INSTRUÇÕES DO EXERCÍCIO>
Por favor, devolva sem alterações a parte do trecho abaixo que vai de "Também o editor" até "daqui pra frente.", incluindo essas palavras.

Em casa, na frente do televisor, juro a vocês que fiquei atônito e boquiaberto. Ao ver as cenas me perguntei: “Onde está o respeito pela autoridade constituída? E constituída por uma maioria que a escolheu como liderança maior?”

Vídeo mostra torcedores hostilizando a presidenta na abertura da Copa 

Analisando as imagens, não se pode dizer que aqueles “vândalos” vieram da periferia. Pois quem puxava o coro de vozes daquela falta de civilidade, é parte de uma elite capaz de adquirir ingressos a preços exorbitantes, sem se queixar. Certamente não estão cadastrados no Bolsa-Família, nem dependem de qualquer um dos programas sociais do governo. Aliás, o que alguns jornais relataram nesta sexta-feira sobre o caso eu me recuso a acreditar. Grande parte deles destaca que a maioria dos palavrões entoados tiveram origem na área Vip do estádio, onde se faziam presentes algumas personalidades e artistas de televisão. Uns e outros inclusive com acesso gratuito para assistirem ao jogo inicial da Copa. Principalmente do camarote Vip do Banco Itaú, empresa que patrocinava o acesso de alguns, como ficou constatado. 
 
Florestan Fernandes Júnior
Florestan Fernandes Júnior, competente jornalista da TV Brasil e âncora do Repórter Brasil, foi muito feliz em seu comentário desta sexta-feira. Pergunta ele:

“Onde estavam ontem os políticos que festejaram a escolha do Brasil como sede da Copa do Mundo de 2014? [...] Ontem, coube a uma única mulher receber toda a agressão de uma torcida rica e privilegiada que conseguiu ingressos para o jogo de abertura em São Paulo. Uma elite raivosa que não perde a chance de destilar seu ódio de classe, seus preconceitos e sua falta de educação. Parabéns, presidenta Dilma, você não se escondeu nos palácios da República como fizeram os governadores”.

Também o editor de mídia e jornalista de Carta Capital, Lino Bocchini, falou do ocorrido. Disse ele que o acontecido suscita uma reflexão por parte da presidenta; de como poderá adotar uma nova postura daqui pra frente.
 
Lino Bocchini
“Em um evento como o desta quinta 12, vaias e mandatários são comuns, quase a praxe. O que aconteceu em São Paulo na abertura da Copa do Mundo, contudo, foi além. Não foi uma vaia, como na abertura da Copa das Confederações, em Brasília. Foi uma monumental grosseira “made in Brazil”. Uma falta de educação abissal e carregada de simbolismo. (...) Difícil saber como Dilma registrou essa agressão, mas espero que tire uma lição do que presenciou em Itaquera.

INFORMAÇÕES REGISTRADAS>
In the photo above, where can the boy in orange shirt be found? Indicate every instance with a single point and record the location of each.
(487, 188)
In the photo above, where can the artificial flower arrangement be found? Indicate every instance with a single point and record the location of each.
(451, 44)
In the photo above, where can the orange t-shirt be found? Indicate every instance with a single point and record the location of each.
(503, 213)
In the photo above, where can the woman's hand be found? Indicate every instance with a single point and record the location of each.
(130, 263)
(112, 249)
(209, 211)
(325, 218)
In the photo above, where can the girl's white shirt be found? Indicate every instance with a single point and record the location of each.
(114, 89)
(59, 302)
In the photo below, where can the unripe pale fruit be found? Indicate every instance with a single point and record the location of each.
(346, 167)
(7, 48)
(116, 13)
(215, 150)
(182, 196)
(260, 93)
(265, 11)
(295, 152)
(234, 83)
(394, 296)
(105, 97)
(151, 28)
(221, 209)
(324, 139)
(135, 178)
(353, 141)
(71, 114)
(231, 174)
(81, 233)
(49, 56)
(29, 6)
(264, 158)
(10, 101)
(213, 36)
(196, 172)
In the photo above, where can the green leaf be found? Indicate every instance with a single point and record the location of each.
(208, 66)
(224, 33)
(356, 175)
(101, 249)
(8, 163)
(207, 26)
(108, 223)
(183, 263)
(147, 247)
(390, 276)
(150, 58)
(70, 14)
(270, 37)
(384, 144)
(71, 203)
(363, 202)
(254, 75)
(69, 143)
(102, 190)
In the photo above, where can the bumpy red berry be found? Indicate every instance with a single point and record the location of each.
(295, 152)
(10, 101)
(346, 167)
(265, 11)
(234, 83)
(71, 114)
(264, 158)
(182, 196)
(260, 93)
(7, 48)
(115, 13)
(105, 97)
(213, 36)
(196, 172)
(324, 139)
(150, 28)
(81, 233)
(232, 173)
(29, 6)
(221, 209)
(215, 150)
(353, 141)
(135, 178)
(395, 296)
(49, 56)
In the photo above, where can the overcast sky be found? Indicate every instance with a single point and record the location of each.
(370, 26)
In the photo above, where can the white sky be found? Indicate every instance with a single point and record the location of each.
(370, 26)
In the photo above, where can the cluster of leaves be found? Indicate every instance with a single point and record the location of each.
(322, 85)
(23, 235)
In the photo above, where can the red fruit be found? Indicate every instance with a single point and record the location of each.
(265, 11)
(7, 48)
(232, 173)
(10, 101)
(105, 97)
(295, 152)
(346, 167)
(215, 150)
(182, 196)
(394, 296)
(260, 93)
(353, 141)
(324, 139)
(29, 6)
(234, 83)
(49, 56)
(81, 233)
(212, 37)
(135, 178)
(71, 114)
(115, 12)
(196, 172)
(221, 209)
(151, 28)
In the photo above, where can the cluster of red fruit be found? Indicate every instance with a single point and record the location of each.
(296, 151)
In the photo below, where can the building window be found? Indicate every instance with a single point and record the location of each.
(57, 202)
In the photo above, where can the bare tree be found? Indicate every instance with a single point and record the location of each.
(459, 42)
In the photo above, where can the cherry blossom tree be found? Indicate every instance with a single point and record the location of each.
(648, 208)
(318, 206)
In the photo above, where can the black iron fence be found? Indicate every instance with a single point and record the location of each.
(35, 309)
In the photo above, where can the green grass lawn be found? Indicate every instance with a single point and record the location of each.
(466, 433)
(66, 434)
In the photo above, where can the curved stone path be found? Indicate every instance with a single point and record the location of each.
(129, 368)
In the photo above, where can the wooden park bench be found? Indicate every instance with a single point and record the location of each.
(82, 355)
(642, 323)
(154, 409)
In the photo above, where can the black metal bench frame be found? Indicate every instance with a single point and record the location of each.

RESPOSTA DO EXERCÍCIO>
Também o editor de mídia e jornalista de Carta Capital, Lino Bocchini, falou do ocorrido. Disse ele que o acontecido suscita uma reflexão por parte da presidenta; de como poderá adotar uma nova postura daqui pra frente.